WHAT TO DO: Render the items as a JSON list of strings, one string per line, from the very first line of the items through the line containing "112L43 112L64 125L57", with both ends included. Skip blank lines and leave the pictures out of the answer.

--- --- ---

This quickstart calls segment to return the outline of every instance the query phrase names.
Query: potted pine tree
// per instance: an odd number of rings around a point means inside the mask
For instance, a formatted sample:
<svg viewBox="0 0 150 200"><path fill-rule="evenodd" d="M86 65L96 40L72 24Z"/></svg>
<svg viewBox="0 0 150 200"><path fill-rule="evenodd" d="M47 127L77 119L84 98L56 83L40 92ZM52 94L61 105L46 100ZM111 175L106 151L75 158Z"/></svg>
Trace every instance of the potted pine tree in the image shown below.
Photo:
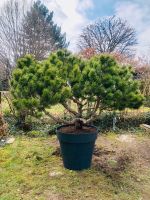
<svg viewBox="0 0 150 200"><path fill-rule="evenodd" d="M18 112L43 112L64 125L57 129L64 166L82 170L91 165L97 129L90 124L103 110L139 108L143 101L132 69L119 66L110 55L83 60L67 50L43 62L27 55L12 75L12 95ZM53 116L49 108L61 104L69 120Z"/></svg>

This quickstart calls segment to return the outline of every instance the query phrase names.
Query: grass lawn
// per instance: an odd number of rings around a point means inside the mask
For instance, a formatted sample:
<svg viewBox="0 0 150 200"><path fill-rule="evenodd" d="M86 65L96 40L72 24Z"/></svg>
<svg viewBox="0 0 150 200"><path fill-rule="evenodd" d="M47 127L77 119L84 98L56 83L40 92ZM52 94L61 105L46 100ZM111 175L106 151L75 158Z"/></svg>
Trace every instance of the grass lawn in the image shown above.
<svg viewBox="0 0 150 200"><path fill-rule="evenodd" d="M150 138L143 135L109 133L97 140L100 161L89 170L63 168L61 157L52 155L56 137L16 137L0 148L0 200L149 200ZM113 151L112 151L113 150ZM112 160L126 151L132 159L117 172ZM116 156L114 158L114 156ZM103 160L101 160L103 158Z"/></svg>

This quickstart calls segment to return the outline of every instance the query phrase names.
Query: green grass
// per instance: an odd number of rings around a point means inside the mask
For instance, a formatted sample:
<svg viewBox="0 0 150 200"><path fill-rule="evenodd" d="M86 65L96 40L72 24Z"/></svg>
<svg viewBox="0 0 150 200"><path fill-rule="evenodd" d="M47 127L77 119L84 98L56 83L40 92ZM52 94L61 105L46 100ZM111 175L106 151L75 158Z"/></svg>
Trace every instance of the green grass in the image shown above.
<svg viewBox="0 0 150 200"><path fill-rule="evenodd" d="M112 135L108 139L114 141ZM61 158L51 155L53 143L55 136L22 136L0 148L0 200L142 200L145 191L149 195L149 170L129 168L116 179L93 167L82 172L65 170ZM53 172L62 174L50 176Z"/></svg>

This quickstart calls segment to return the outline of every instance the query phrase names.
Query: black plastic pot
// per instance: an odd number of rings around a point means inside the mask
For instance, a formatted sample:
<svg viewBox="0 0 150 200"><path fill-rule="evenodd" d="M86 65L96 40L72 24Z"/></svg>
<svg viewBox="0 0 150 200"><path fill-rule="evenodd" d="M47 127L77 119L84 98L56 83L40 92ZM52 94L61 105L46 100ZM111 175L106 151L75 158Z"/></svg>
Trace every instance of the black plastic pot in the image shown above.
<svg viewBox="0 0 150 200"><path fill-rule="evenodd" d="M83 170L90 168L97 129L93 133L78 134L63 133L60 129L70 125L63 125L57 128L57 137L61 147L64 167L70 170Z"/></svg>

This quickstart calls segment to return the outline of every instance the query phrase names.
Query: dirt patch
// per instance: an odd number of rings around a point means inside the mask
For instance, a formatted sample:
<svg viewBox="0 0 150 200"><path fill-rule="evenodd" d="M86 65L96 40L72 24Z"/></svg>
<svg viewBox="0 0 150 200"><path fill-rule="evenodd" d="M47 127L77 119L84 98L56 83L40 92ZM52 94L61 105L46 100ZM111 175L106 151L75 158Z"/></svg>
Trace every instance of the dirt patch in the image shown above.
<svg viewBox="0 0 150 200"><path fill-rule="evenodd" d="M98 147L97 147L98 149ZM100 153L94 153L93 167L96 170L103 171L107 175L114 177L119 176L133 160L133 157L127 151L110 151L107 149L100 149Z"/></svg>

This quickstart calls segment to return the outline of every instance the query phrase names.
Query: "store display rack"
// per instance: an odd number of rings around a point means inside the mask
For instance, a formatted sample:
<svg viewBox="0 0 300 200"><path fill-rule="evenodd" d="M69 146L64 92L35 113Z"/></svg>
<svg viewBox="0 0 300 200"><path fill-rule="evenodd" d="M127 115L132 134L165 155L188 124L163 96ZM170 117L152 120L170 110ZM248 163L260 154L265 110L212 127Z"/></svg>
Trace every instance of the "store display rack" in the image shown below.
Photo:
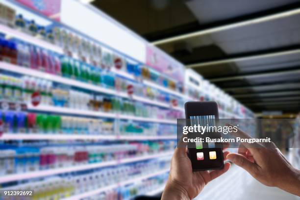
<svg viewBox="0 0 300 200"><path fill-rule="evenodd" d="M74 195L70 198L63 199L63 200L79 200L82 198L84 198L86 197L92 196L93 195L97 195L97 194L100 193L102 192L105 192L109 190L118 188L119 188L120 187L122 187L125 185L134 183L137 181L141 181L144 179L146 179L147 178L149 178L151 177L154 177L154 176L156 176L164 174L165 173L169 172L169 171L170 171L169 169L166 169L160 170L158 172L156 172L153 173L151 173L149 175L143 175L143 176L141 176L137 178L132 178L130 180L125 180L124 181L120 182L119 183L115 183L111 185L108 185L106 187L103 187L102 188L99 188L99 189L98 189L95 190L92 190L92 191L88 191L85 193L83 193L79 195ZM159 187L155 190L154 190L153 191L150 191L150 192L151 193L153 193L153 194L155 194L159 192L159 191L162 191L163 189L163 188ZM149 193L149 194L147 194L146 195L151 196L151 193Z"/></svg>
<svg viewBox="0 0 300 200"><path fill-rule="evenodd" d="M20 180L24 180L29 178L34 178L46 176L55 175L59 174L67 173L74 172L91 170L101 167L112 166L116 165L132 163L134 162L141 161L150 159L157 158L162 158L164 156L171 156L173 152L166 152L161 153L155 153L151 155L143 155L139 157L135 157L129 158L125 158L108 162L103 162L99 163L89 164L77 166L72 166L67 168L62 168L58 169L53 169L39 171L37 172L32 172L25 174L17 174L5 175L0 176L0 183L15 181Z"/></svg>
<svg viewBox="0 0 300 200"><path fill-rule="evenodd" d="M4 1L4 2L5 1ZM17 6L19 6L19 3L13 2L12 3L15 3ZM22 6L24 9L24 7ZM45 16L41 16L40 14L37 14L36 11L32 11L28 8L26 8L27 11L32 13L34 15L37 15L39 17L43 17L49 20L53 25L57 26L59 28L63 28L70 32L75 32L76 35L79 36L81 38L84 38L85 40L90 41L92 43L97 44L100 46L102 48L107 48L111 51L113 52L120 57L123 57L125 60L127 59L134 60L136 61L136 60L134 58L132 58L127 55L126 52L120 52L118 50L114 50L112 48L108 47L105 44L103 44L100 41L97 40L95 38L91 38L88 37L84 32L81 32L78 30L74 30L73 28L70 27L67 25L53 21L51 19L49 19ZM22 42L27 43L33 45L35 46L43 48L47 50L50 50L53 52L59 54L60 55L67 55L69 56L66 52L66 50L53 44L51 44L46 41L39 39L36 37L31 36L28 33L23 32L17 29L13 28L11 27L9 27L6 25L0 24L0 33L3 33L5 35L6 39L16 38L18 40L23 41ZM75 58L78 57L76 55L73 55L73 58ZM171 59L171 58L170 58ZM143 65L145 66L151 70L154 70L150 67L148 66L146 63L141 63L139 61L136 61L138 63L138 65ZM182 67L183 65L182 65ZM51 74L49 73L46 73L44 71L39 71L36 69L31 69L28 67L21 66L16 64L12 64L9 62L0 61L0 70L1 72L4 72L5 73L9 73L13 75L27 75L33 76L38 78L42 78L45 80L52 81L55 83L68 86L69 87L75 87L80 90L84 90L89 91L94 93L99 93L104 95L108 95L111 96L114 96L118 98L124 98L126 100L134 101L137 102L141 102L146 104L156 106L159 108L162 108L164 109L176 111L179 111L183 114L184 109L182 107L182 104L179 105L174 105L174 104L170 103L166 103L165 101L160 101L157 100L153 100L150 98L148 98L144 97L141 97L135 95L134 94L129 94L128 93L124 91L118 91L116 89L108 88L105 87L102 85L96 85L87 82L82 82L72 79L70 77L66 77L63 76ZM192 85L189 85L188 80L185 78L184 84L182 92L179 92L180 90L172 89L170 87L164 86L162 84L161 85L156 82L150 80L149 79L143 79L141 77L138 77L135 75L128 73L125 70L120 70L116 69L115 67L111 67L109 69L106 69L107 72L112 73L115 77L122 77L126 80L129 80L135 83L143 84L143 86L148 87L151 89L154 89L159 92L166 93L168 95L175 96L179 100L185 102L189 100L199 100L199 99L196 99L193 97L189 95L187 93L188 88L189 87L193 87L194 89L199 90L199 92L203 94L203 95L210 97L211 99L220 101L222 104L225 105L224 106L230 107L232 106L232 103L226 102L223 99L221 99L218 96L212 96L212 94L210 93L210 91L206 88L203 87L203 85L201 85L199 87L195 87ZM105 71L106 72L107 72ZM173 77L169 77L167 75L162 73L158 73L160 76L162 77L167 77L168 79L174 80ZM219 98L219 99L218 99ZM236 101L231 99L232 101L234 101L234 103L236 103ZM242 105L238 104L239 106L243 106ZM129 121L137 121L147 123L155 123L159 124L166 124L171 125L175 126L176 125L176 120L175 119L157 119L151 117L137 117L133 115L125 115L124 114L100 111L92 111L87 110L80 110L74 108L70 108L64 107L54 106L52 105L44 105L42 103L39 105L33 105L31 103L27 104L27 111L33 113L55 113L56 114L62 115L62 116L80 116L82 117L91 117L94 118L101 118L105 119L109 119L111 120L118 121L122 120ZM233 112L230 112L225 109L220 109L220 114L226 116L227 118L246 118L251 117L251 115L240 115ZM141 142L146 140L175 140L176 139L176 133L173 133L172 135L155 135L156 133L153 133L153 135L119 135L117 133L115 133L114 135L79 135L79 134L54 134L51 133L39 133L36 134L34 133L24 133L18 132L15 133L4 133L1 136L0 136L0 142L5 143L7 141L16 141L22 144L23 142L29 142L32 141L34 142L39 142L39 141L47 140L49 141L50 143L52 142L56 142L56 141L80 141L80 142L83 142L84 144L85 141L93 140L93 141L109 141L109 142L116 142L116 143L124 142L125 144L127 144L131 142ZM70 143L72 145L72 143ZM81 172L89 170L97 169L106 167L113 167L116 165L131 163L133 162L138 162L140 161L145 161L150 159L158 159L162 157L168 157L171 159L171 157L173 154L172 151L161 151L157 152L153 154L146 154L143 156L137 156L132 158L127 158L124 159L120 159L117 160L110 161L107 162L103 162L98 163L93 163L89 164L84 164L82 165L74 166L71 167L57 168L57 169L50 169L45 170L40 170L36 172L27 172L24 174L9 174L1 175L0 176L0 183L5 183L10 182L12 181L25 181L27 180L36 179L37 178L42 178L45 177L52 176L54 175L59 175L61 174L75 173L77 172ZM95 195L97 195L102 192L105 192L110 190L114 190L122 188L122 187L134 183L139 181L141 181L144 179L154 177L160 175L162 175L167 173L169 170L168 169L163 169L159 170L158 172L155 172L153 173L150 173L146 175L142 175L140 177L134 177L129 179L126 181L118 182L111 185L108 185L102 188L97 189L94 190L84 192L79 194L76 194L73 196L70 197L68 198L64 199L65 200L79 200L82 198L87 198L92 196ZM156 188L153 191L149 191L149 192L145 194L146 195L153 195L162 191L164 188L164 185L162 185L161 187Z"/></svg>

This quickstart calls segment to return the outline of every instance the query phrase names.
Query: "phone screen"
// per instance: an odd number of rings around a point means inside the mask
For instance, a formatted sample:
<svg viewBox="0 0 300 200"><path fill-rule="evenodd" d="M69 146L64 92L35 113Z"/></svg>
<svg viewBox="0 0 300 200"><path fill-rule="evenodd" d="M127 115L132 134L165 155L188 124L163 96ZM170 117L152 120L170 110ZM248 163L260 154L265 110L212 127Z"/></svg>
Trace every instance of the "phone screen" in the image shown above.
<svg viewBox="0 0 300 200"><path fill-rule="evenodd" d="M186 118L189 119L189 125L211 126L216 125L219 118L218 107L214 102L187 102L186 104ZM189 112L189 110L190 109ZM192 110L190 110L192 109ZM195 114L198 112L198 114ZM209 113L210 112L210 114ZM201 113L205 115L201 115ZM207 132L199 135L205 138L221 137L218 132ZM222 144L214 142L195 142L189 144L189 157L194 171L220 169L224 167L224 158Z"/></svg>

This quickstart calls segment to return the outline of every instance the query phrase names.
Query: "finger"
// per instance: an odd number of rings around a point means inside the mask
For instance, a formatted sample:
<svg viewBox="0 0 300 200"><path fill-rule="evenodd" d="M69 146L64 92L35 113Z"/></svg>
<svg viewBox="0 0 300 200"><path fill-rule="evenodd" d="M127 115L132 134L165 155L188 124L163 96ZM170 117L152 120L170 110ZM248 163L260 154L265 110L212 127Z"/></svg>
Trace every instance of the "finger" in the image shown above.
<svg viewBox="0 0 300 200"><path fill-rule="evenodd" d="M230 124L226 124L226 125L228 126L233 127L233 125ZM237 131L234 132L232 131L231 133L236 137L238 137L243 139L252 139L253 138L250 136L249 135L241 130L238 128L236 128ZM244 147L248 149L252 153L254 151L257 151L257 148L263 147L261 145L260 145L258 143L254 142L253 143L249 143L248 142L241 142ZM256 147L256 148L255 148Z"/></svg>
<svg viewBox="0 0 300 200"><path fill-rule="evenodd" d="M257 165L248 160L245 156L237 153L229 153L227 155L227 159L241 167L250 174L253 174L257 170Z"/></svg>
<svg viewBox="0 0 300 200"><path fill-rule="evenodd" d="M226 163L224 164L224 167L222 170L214 170L209 172L209 175L210 176L210 180L212 180L215 178L220 176L226 172L228 171L230 168L230 163Z"/></svg>
<svg viewBox="0 0 300 200"><path fill-rule="evenodd" d="M247 151L248 151L248 149L245 147L242 144L240 144L239 149L238 150L238 153L246 156L247 155Z"/></svg>

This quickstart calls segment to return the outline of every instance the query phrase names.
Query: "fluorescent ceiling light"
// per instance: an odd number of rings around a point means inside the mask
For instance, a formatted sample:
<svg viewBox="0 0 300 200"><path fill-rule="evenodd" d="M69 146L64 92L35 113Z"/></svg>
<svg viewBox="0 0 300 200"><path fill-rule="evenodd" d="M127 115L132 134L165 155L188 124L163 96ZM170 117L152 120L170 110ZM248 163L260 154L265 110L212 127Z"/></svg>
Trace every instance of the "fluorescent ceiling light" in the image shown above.
<svg viewBox="0 0 300 200"><path fill-rule="evenodd" d="M278 56L280 55L288 55L294 53L300 53L300 49L285 50L279 52L275 52L273 53L267 53L259 55L250 55L244 57L239 57L233 58L227 58L219 60L214 60L212 61L200 62L198 63L193 63L189 65L186 65L186 67L188 68L196 68L200 67L206 66L208 65L218 65L220 64L228 63L233 62L240 62L245 60L254 60L260 58L265 58L270 57Z"/></svg>
<svg viewBox="0 0 300 200"><path fill-rule="evenodd" d="M278 75L289 75L291 74L300 73L300 70L292 70L283 72L270 72L255 75L236 75L234 76L225 77L224 78L212 78L209 79L210 82L225 81L231 80L246 79L250 78L263 78L265 76L272 76Z"/></svg>
<svg viewBox="0 0 300 200"><path fill-rule="evenodd" d="M268 92L263 93L251 93L245 94L243 95L232 95L234 98L252 98L253 97L277 97L277 96L285 96L288 95L300 95L300 91L284 91L284 92Z"/></svg>
<svg viewBox="0 0 300 200"><path fill-rule="evenodd" d="M234 28L238 27L251 25L257 23L261 23L262 22L271 20L274 20L279 18L283 18L284 17L287 17L299 14L300 14L300 8L296 8L295 9L279 12L278 13L269 15L263 17L260 17L250 20L246 20L232 24L229 24L228 25L225 25L212 28L207 28L195 32L192 32L191 33L171 37L168 38L158 40L157 41L153 42L152 44L155 45L161 45L162 44L168 43L178 40L184 40L185 39L193 37L199 36L200 35L212 33L215 32L221 31L223 30L228 30L229 29Z"/></svg>
<svg viewBox="0 0 300 200"><path fill-rule="evenodd" d="M94 1L95 0L79 0L79 1L80 1L81 3L85 4L91 3Z"/></svg>

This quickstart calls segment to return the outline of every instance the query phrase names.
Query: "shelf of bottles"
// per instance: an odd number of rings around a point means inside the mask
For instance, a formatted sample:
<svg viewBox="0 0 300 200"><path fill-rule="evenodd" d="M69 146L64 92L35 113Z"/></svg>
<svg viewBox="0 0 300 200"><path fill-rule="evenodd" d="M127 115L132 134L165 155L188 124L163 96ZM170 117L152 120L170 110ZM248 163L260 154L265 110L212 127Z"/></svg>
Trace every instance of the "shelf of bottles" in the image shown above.
<svg viewBox="0 0 300 200"><path fill-rule="evenodd" d="M0 187L70 200L161 188L183 88L79 31L0 7Z"/></svg>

--- --- ---

WRITTEN RESPONSE:
[
  "This quickstart calls segment to return the outline of every instance the query phrase names.",
  "Query: potted pine tree",
  "// per instance: an odd number of rings around a point means inside the mask",
  "For instance, a formatted sample:",
  "<svg viewBox=\"0 0 150 200\"><path fill-rule=\"evenodd\" d=\"M86 65L96 40L72 24Z\"/></svg>",
  "<svg viewBox=\"0 0 150 200\"><path fill-rule=\"evenodd\" d=\"M47 127L77 119L84 98L56 83L40 92ZM52 94L61 105L46 100ZM111 175L106 151L75 158Z\"/></svg>",
  "Trace every instance of the potted pine tree in the image shown below.",
  "Photo:",
  "<svg viewBox=\"0 0 150 200\"><path fill-rule=\"evenodd\" d=\"M18 112L43 112L64 125L57 129L64 166L82 170L91 165L97 129L90 124L103 110L139 108L143 101L132 69L119 66L110 55L83 60L67 50L43 62L27 55L12 75L12 95ZM53 116L49 108L61 104L69 120Z\"/></svg>"
]